■ REQUIRED TASKS
**a)** Answer these questions from the article on the CITES ivory debate:
(i) In which national park were the tusks from ten poached elephants recovered?
(ii) Which two countries support Botswana's bid to relax the ivory trade ban?
(iii) To what did Botswana pledge to earmark state revenue from the ivory trade?
**b)** Resume the article on the CITES ivory debate after its last sentence and write the next part.

Many of the issues to be discussed are familiar from previous CITES meetings.


Kenya Wildlife Service rangers head of operations, Josiah Achoki, second from right, and his rangers look on tusks recovered from ten poached elephants in Tsavo East National Park, Kenya, in this March 4, 2002, photo released by International Fund for Animal Welfare, IFAW, Tuesday June 29, 2004. The 171-nation Convention on International Trade in Endangered Species, or CITES, opens a 12-day meeting on Sunday, June 3, 2007. (AP Photo/David Ngige, IFAW)
Kenya Wildlife Service rangers head of operations, Josiah Achoki, second from right, and his rangers look on tusks recovered from ten poached elephants in Tsavo East National Park, Kenya, in this March 4, 2002, photo released by International Fund for Animal Welfare, IFAW, Tuesday June 29, 2004. The 171-nation Convention on International Trade in Endangered Species, or CITES, opens a 12-day meeting on Sunday, June 3, 2007. (AP Photo/David Ngige, IFAW) (David Ngige - AP)

Botswana, supported by Namibia and Tanzania, wants to relax the 1989 ban on the ivory trade, arguing that its elephant population has rebounded. The 150,000 animals roaming the savanna are increasingly competing with man for space, it says.

Local people think "elephants are a pest," Botswana said in its application. It pledged to earmark state revenue from the ivory trade to elephant conservation and community development.

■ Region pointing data
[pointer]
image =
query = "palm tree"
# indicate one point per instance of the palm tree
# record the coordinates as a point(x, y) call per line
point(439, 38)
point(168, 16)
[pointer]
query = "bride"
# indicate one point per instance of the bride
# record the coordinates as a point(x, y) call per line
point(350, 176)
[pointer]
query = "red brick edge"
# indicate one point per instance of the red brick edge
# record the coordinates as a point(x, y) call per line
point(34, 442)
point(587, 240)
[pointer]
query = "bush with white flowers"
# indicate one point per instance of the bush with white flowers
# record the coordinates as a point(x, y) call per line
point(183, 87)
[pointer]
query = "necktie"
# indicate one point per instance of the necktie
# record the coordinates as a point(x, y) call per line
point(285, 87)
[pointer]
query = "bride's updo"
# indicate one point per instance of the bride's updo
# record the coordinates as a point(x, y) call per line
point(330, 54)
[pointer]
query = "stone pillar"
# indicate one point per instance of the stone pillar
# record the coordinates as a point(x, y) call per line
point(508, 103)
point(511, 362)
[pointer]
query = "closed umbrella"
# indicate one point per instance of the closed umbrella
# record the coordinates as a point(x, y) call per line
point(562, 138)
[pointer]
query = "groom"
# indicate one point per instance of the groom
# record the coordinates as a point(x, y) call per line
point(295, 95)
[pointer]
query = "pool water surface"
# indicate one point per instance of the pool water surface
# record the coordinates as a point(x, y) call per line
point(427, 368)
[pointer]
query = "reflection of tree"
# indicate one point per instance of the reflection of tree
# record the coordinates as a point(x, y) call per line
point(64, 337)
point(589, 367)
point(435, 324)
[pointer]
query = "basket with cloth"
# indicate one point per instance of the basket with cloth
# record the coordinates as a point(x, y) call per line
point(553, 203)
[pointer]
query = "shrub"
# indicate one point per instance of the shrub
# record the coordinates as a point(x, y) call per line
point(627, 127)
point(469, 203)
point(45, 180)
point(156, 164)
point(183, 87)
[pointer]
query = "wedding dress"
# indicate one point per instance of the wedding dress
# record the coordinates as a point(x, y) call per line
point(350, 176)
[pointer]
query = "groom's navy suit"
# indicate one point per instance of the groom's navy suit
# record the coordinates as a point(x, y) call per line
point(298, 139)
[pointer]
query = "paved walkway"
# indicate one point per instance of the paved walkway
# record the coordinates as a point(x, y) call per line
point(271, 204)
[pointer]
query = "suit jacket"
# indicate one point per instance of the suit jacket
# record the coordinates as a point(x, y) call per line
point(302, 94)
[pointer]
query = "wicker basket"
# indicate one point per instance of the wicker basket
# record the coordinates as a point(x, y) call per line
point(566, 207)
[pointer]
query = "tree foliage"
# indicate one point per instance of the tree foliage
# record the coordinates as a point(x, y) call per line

■ ANSWERS TO THIS EXERCISE
**a)**
(i) Tsavo East National Park, Kenya
(ii) Namibia and Tanzania
(iii) Elephant conservation and community development

**b)**
But conservationists object, saying the illegal ivory trade is thriving and that lifting the ban in some countries would make it easier to poach elephants all over Africa, where herds are shrinking.

China, which agreed in 1993 to halt the trade in tiger bones, wants to harvest tiger products from breeding farms, saying it would help satisfy the demand for traditional medicines without threatening tigers in the wild, which are on the verge of extinction. China has several farms raising thousands of captive tigers.

Opponents argue legitimizing the sale of tiger parts would only re-ignite a public appetite for the banned goods and encourage poaching of the big cat.

"The Chinese ban has been working really well," WWF's Lieberman said. "But they are under a lot of pressure from powerful businessmen."

One new item on the agenda is a German proposal to regulate trade in the spiny dogfish, a small migratory shark commonly used for fish-and-chips. Stocks of reproductive females have declined by 95 percent in the Northeast Atlantic and by 75 percent in the Northwest Atlantic, says WWF. A female takes up to 23 years to mature.

Germany also wants to list porbeagle sharks, another slow-growing shark prized for its meat and fins for shark fin soup.

Among the 36 proposals _ each requiring a two-thirds majority of voting member states _ are recommendations to increase protection for whales, sawfish, European eel, and Brazilian spiny lobsters.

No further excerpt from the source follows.